**Extrait de page:**
┄┄┄┄┄┄

Envisager que ce n'est pas la loi qui définit ce qui est juste, revient à poser qu'il y a un critère du juste et de l'injuste supérieur à la loi elle-même. Or cela ne va pas de soi : si le rôle de la loi, c'est précisément de juger du juste et de l'injuste, à quelle justice en appeler pour estimer la loi ? Telle est du moins la thèse de Hobbes : « une loi est par définition toujours juste, parce que la justice est la conséquence de la loi, et qu'il serait absurde d'estimer un principe à partir de ce qu'il rend lui-même possible. » L'idée est bien la suivante : avant les lois, c'est-à-dire avant l'état civil, il n'y avait que l'état de nature et sa guerre de tous contre tous, où la seule loi ayant cours était celle du plus fort. L'état de nature est celui où la force tient lieu de loi ; et c'est précisément pour mettre fin à ce prétendu droit du plus fort que les hommes ont inventé les lois positives. Ainsi donc à l'état de nature, la justice n'avait pas de sens, puisque seule comptait la force ; c'est avec l'établissement des lois civiles qu'on a pu penser que quelque chose était juste, ou ne l'était pas – et ce qui n'est pas juste, c'est ce qui va à l'encontre de la loi. En d'autres termes, c'est bien la loi (et elle seule) qui définit ce qui est juste, puisqu'il n'y a pas de justice sans loi : hors la loi, il n'y a que le règne de la force, et la force ne fait pas le droit.

┄┄┄┄┄┄

**Données enregistrées:**
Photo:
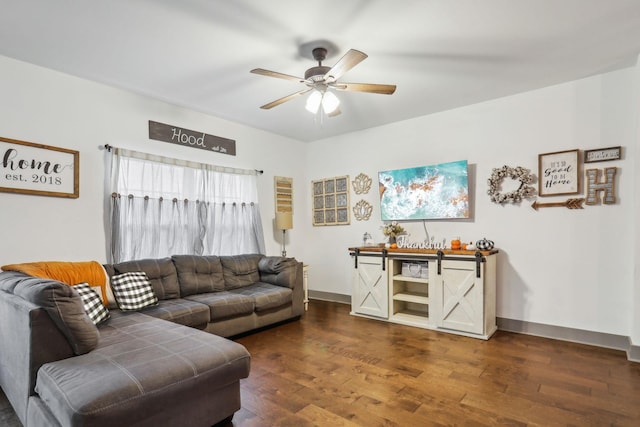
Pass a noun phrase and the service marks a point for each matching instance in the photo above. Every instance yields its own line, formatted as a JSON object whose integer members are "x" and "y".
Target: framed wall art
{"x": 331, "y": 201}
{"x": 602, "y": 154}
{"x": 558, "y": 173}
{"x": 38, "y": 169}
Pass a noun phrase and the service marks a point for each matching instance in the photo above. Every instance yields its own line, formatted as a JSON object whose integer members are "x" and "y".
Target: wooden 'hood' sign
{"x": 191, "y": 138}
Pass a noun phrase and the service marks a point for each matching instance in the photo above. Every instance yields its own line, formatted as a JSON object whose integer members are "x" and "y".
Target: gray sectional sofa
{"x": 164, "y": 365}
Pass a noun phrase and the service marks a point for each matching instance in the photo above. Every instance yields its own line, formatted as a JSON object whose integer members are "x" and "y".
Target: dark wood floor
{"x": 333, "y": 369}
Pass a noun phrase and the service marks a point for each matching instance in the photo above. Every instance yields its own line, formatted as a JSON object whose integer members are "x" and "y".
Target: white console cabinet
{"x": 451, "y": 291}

┄┄┄┄┄┄

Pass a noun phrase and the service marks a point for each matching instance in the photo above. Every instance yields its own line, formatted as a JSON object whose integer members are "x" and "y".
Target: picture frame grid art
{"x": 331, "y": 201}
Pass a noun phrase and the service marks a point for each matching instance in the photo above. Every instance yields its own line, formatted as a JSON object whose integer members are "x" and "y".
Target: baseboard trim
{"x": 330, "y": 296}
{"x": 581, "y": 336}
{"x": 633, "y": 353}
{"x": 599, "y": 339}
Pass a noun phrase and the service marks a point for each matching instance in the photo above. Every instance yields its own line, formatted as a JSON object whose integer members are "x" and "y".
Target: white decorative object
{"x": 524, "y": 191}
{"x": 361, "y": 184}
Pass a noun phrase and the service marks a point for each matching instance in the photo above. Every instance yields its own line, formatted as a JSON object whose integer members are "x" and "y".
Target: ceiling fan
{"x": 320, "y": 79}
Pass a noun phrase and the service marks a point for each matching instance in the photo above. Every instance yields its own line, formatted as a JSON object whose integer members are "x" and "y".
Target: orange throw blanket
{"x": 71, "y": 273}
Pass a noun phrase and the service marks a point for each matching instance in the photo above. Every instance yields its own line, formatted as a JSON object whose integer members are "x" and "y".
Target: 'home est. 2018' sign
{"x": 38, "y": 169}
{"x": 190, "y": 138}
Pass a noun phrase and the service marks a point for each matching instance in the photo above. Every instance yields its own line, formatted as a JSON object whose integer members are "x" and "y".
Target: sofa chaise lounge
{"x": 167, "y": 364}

┄┄┄┄┄┄

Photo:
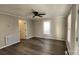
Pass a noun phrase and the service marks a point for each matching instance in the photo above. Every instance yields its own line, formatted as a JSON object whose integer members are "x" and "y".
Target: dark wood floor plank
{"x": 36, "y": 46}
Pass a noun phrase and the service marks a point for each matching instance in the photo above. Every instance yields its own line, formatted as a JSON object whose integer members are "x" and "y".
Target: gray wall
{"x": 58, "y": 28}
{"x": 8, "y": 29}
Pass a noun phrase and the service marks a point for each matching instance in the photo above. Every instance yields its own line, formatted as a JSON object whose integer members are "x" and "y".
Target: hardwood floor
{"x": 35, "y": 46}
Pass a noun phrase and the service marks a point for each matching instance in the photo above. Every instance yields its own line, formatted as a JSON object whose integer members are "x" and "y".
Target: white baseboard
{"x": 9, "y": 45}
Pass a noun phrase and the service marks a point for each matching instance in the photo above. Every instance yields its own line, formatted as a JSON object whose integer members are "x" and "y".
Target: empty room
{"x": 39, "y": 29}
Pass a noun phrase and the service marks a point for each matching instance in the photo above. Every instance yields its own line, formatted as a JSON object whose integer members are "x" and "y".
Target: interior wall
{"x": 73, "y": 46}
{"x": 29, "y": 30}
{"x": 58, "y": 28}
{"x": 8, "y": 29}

┄┄┄┄┄┄

**Consigne 1:**
Répondez à ces questions sur l'extrait sur la loi et la justice :
(a) D'après la citation de Hobbes, pourquoi une loi est-elle toujours juste ?
(b) Quelle était la seule loi en vigueur à l'état de nature ?
(c) Dans quel but les hommes ont-ils inventé les lois positives ?
**Consigne 2:** Rédigez la suite de l'extrait sur la loi et la justice, en partant de sa dernière phrase.
Les entrées n'ont aucun lien avec l'extrait sur la loi et la justice.

**Réponse attendue 1:**
(a) Parce que la justice est la conséquence de la loi, et qu'il serait absurde d'estimer un principe à partir de ce qu'il rend lui-même possible.
(b) La loi du plus fort.
(c) Pour mettre fin au prétendu droit du plus fort.

**Réponse attendue 2:**
Du seul fait qu'elle est, une loi est nécessairement juste, puisque le juste, c'est simplement ce que la loi prescrit, et l'injuste ce qu'elle interdit ou prohibe. N'est-ce pas cependant là une manière de dissoudre la difficulté au lieu de la traiter ? D'autant plus que Hobbes fait reposer sa thèse, qu'on nommera à bon droit celle d'un positivisme juridique, sur la fiction d'un état de nature dont rien ne vient démontrer l'existence. Au lieu de renoncer ainsi à rapporter la loi à une instance qui lui soit supérieure en jugeant d'emblée la démarche absurde, peut-être vaudrait-il mieux se demander à quelle condition une telle instance serait légitimée dans ses prétentions à juger des lois elles-mêmes. Si maintenant nous appliquons la distinction de la dimension formelle et de la dimension matérielle de la loi, la question se dédouble : y a-t-il un critère matériel de la justice des lois, et y a-t-il un critère formel ? Autrement dit : est-il possible de dire qu'une loi est juste, ou injuste, suivant ce sur quoi elle porte (critère matériel) et suivant le pouvoir législatif qui lui confère son statut de loi (critère formel) ?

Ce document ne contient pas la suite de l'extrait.